新しい Meta Quest 3 はフルカラーのパススルーに対応しており、仮想ディスプレイとしても非常に使いやすくなりました。公式の「リモート ディスプレイ」アプリを使えば PC のリモートディスプレイとして使えますし、同様のソフトは他にもあります。

また 2D アプリを複数枚並べて置けるため、ブラウザと同時に PC 画面を並べたりとマルチモニタのような使い方ができます。

F-Droid でインストールした Termux が起動したので、ssh ターミナルとして使ってみました。Bluetooth 接続したキーボードとマウスも使えており、KCM Remap による日本語配列への変更も普通の設定画面からできました。

以前のように Oculus TV アプリを使わなくても、アプリライブラリから直接インストールしたアプリを起動できます。(検索欄クリック→「すべて」を「提供元不明」に切り替え)

そのままだと縦長の小さいウィンドウになりますが、クイック設定から「ビューを切り替える」と自由にリサイズできるようになります。ただしビューを戻すとまた小さいウィンドウに戻ってしまいます。

→ 課題内容:
[1] Meta Quest 3 の記事のうち、「また 2D アプリを複数枚並べて置けるため、ブラウザと同時に」から「ィンドウに戻ってしまいます。」までを一字一句そのまま書き写すこと。
[2] Meta Quest 3 の記事をもとに、次の問いに答えること。
(a) PC のリモートディスプレイとして使える公式アプリは何という名前か。
(b) Termux は何を使ってインストールされたか。
(c) 縦長の小さいウィンドウを自由にリサイズできるようにするには、クイック設定で何をするか。
[3] Meta Quest 3 の記事の続きを、最後の文の後から書き足すこと。
データを使う必要はない。

→ 表示データ:
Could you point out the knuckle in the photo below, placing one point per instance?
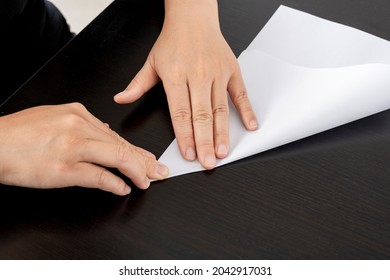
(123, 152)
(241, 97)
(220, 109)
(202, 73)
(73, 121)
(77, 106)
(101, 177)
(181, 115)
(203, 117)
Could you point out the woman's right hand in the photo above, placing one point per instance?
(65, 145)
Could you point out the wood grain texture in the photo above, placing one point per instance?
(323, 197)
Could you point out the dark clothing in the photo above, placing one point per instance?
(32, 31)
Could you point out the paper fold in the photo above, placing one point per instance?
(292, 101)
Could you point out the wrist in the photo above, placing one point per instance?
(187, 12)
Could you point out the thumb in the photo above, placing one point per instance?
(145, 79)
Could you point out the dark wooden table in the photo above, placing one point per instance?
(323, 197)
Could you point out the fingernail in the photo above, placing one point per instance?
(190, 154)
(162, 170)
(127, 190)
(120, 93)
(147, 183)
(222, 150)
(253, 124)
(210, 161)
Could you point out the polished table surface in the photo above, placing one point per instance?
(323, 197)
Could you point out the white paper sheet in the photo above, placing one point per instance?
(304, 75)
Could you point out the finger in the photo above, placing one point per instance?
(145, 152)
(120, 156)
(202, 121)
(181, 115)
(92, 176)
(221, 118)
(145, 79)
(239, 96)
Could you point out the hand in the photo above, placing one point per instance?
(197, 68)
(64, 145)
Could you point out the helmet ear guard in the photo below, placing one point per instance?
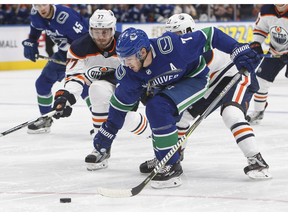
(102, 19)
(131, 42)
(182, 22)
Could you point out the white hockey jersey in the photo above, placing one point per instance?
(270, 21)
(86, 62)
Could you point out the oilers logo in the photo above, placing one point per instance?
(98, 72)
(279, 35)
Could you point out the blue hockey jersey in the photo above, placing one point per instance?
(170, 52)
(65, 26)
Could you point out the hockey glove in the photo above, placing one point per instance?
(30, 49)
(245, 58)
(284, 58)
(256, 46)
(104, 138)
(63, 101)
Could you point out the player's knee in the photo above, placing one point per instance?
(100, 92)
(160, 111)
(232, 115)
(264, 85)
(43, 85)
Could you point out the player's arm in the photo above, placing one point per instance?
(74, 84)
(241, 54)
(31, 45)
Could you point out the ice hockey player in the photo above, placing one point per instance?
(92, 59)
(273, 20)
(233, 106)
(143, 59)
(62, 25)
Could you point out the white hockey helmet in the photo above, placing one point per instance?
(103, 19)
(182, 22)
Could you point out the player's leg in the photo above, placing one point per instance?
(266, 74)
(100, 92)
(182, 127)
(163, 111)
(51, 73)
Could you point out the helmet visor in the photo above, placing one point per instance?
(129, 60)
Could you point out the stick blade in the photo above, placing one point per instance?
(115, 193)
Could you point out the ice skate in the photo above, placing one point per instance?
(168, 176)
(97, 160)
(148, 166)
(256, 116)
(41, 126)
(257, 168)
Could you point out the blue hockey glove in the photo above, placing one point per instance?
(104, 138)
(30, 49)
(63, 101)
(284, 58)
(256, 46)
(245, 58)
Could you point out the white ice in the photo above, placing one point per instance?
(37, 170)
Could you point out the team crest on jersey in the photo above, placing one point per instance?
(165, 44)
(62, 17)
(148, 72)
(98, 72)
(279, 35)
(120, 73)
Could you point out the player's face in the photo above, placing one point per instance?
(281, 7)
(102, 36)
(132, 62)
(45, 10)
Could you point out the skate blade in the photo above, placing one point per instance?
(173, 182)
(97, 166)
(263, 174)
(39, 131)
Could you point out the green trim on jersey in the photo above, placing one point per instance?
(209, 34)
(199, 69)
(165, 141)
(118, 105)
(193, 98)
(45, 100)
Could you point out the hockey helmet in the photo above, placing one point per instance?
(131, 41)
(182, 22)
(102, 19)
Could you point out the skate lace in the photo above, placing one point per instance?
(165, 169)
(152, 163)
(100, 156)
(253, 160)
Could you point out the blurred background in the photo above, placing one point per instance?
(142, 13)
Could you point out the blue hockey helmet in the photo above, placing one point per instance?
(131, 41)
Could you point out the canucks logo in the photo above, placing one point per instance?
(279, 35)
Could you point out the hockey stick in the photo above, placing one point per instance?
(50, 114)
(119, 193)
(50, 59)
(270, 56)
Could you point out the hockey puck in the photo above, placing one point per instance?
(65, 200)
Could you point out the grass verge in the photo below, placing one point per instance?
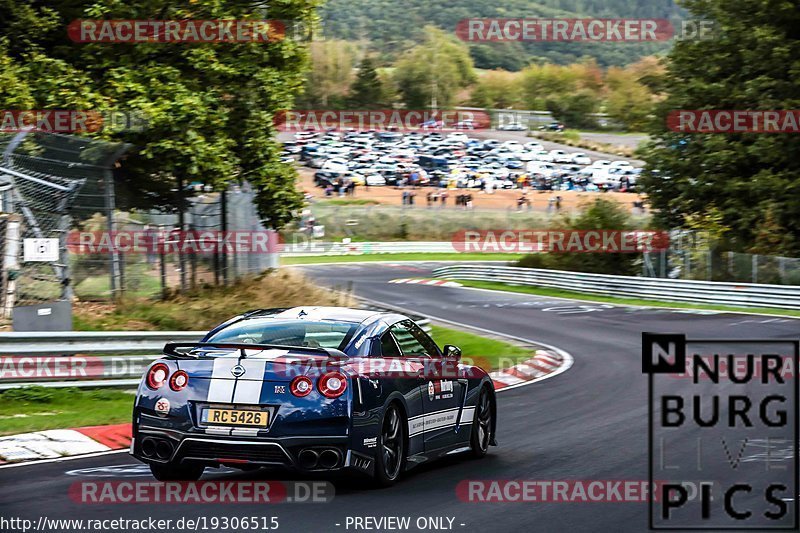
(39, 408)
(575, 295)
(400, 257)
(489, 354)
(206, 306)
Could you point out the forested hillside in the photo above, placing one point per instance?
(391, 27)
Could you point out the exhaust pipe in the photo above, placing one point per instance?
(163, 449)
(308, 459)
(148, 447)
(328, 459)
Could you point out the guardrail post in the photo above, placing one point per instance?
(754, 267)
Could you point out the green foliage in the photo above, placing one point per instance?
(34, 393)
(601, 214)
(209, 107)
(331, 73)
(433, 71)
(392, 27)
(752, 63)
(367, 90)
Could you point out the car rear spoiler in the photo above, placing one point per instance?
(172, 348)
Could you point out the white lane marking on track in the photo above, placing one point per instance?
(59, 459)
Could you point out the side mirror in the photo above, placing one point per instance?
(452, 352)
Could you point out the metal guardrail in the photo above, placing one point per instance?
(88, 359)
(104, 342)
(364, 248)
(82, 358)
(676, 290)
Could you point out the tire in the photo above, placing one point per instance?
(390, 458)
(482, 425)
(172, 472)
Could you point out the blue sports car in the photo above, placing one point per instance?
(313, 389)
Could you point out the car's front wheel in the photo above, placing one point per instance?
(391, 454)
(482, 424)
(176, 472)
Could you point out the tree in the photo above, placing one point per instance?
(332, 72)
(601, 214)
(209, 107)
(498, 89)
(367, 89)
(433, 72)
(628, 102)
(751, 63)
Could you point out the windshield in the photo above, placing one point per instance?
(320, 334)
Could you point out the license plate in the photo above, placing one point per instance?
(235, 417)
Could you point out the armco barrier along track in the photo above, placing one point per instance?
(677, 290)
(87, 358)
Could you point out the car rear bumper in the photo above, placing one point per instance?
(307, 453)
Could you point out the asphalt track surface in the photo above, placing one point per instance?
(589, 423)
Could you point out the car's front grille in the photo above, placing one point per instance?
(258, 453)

---

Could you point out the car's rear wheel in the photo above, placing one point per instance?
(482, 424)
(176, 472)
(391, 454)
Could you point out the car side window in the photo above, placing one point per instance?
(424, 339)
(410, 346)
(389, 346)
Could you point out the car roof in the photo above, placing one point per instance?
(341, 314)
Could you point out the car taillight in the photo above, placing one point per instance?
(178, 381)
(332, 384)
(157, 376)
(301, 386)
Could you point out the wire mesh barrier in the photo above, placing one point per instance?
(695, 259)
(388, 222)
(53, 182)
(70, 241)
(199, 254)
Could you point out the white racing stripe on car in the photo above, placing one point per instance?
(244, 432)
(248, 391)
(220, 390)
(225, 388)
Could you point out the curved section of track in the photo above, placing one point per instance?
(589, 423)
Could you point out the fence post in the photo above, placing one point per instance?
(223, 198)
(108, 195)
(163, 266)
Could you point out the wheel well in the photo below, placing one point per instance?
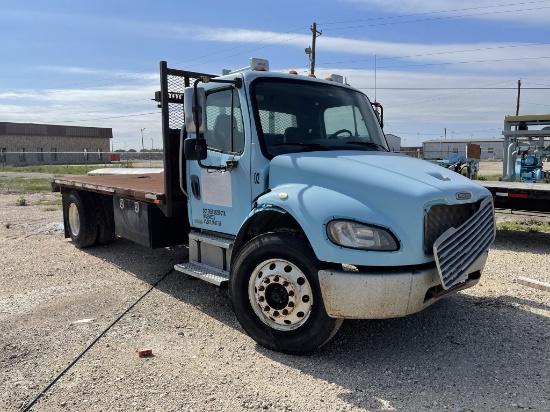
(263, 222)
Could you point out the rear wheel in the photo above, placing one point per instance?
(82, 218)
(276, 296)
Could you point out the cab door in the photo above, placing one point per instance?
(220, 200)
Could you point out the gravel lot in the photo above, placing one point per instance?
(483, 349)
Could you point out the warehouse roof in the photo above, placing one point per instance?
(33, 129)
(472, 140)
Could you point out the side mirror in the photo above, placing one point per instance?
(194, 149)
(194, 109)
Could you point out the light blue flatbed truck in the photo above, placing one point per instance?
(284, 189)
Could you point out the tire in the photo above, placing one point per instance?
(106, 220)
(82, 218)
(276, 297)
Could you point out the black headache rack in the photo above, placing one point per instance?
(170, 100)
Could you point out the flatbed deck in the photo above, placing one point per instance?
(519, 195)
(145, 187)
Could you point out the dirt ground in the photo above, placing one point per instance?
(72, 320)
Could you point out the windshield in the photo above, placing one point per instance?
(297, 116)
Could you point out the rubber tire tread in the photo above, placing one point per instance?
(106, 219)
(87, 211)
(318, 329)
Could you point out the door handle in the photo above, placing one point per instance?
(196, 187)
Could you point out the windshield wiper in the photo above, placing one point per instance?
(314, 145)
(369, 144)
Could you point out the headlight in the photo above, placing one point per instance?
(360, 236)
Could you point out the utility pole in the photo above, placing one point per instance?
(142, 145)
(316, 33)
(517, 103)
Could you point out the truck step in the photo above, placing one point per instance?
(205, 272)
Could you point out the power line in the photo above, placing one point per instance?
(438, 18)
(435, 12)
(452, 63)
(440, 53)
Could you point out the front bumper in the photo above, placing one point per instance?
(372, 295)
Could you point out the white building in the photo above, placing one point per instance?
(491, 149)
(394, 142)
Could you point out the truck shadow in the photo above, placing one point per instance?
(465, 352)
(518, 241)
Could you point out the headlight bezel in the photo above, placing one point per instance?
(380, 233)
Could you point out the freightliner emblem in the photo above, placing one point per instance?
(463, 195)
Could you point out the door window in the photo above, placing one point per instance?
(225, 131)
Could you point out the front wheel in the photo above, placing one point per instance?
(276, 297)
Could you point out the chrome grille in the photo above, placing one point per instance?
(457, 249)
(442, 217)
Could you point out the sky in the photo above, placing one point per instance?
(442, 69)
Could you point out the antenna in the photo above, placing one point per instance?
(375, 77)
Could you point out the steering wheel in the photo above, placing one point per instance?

...

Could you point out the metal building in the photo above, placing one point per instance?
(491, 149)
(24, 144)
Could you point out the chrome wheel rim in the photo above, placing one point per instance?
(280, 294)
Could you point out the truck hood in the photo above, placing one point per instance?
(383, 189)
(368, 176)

→ 解答:
[1]
また 2D アプリを複数枚並べて置けるため、ブラウザと同時に PC 画面を並べたりとマルチモニタのような使い方ができます。

F-Droid でインストールした Termux が起動したので、ssh ターミナルとして使ってみました。Bluetooth 接続したキーボードとマウスも使えており、KCM Remap による日本語配列への変更も普通の設定画面からできました。

以前のように Oculus TV アプリを使わなくても、アプリライブラリから直接インストールしたアプリを起動できます。(検索欄クリック→「すべて」を「提供元不明」に切り替え)

そのままだと縦長の小さいウィンドウになりますが、クイック設定から「ビューを切り替える」と自由にリサイズできるようになります。ただしビューを戻すとまた小さいウィンドウに戻ってしまいます。

[2]
(a) 「リモート ディスプレイ」
(b) F-Droid
(c) 「ビューを切り替える」

[3]
そこで以前作成した TVLauncherGo を Quest 2/3 に対応させてみました。

標準でアプリ起動できるためほとんど意味のないランチャーですが、3種類の起動サイズを持たせてあります。

そのため TVLauncherGo 経由で転送したアプリを呼び出すと、ある程度任意の大きさでアプリを開けるようになります。ビューを切り替えなくても Termux も大きくなりました。

Large で起動すると更に巨大なサイズで Termux を開けます。

ビューを切り替えた方が簡単ですが、狭い場所でパススルーを使う場合は距離が近くて位置を調整できるこちらの方が使いやすいかもしれません。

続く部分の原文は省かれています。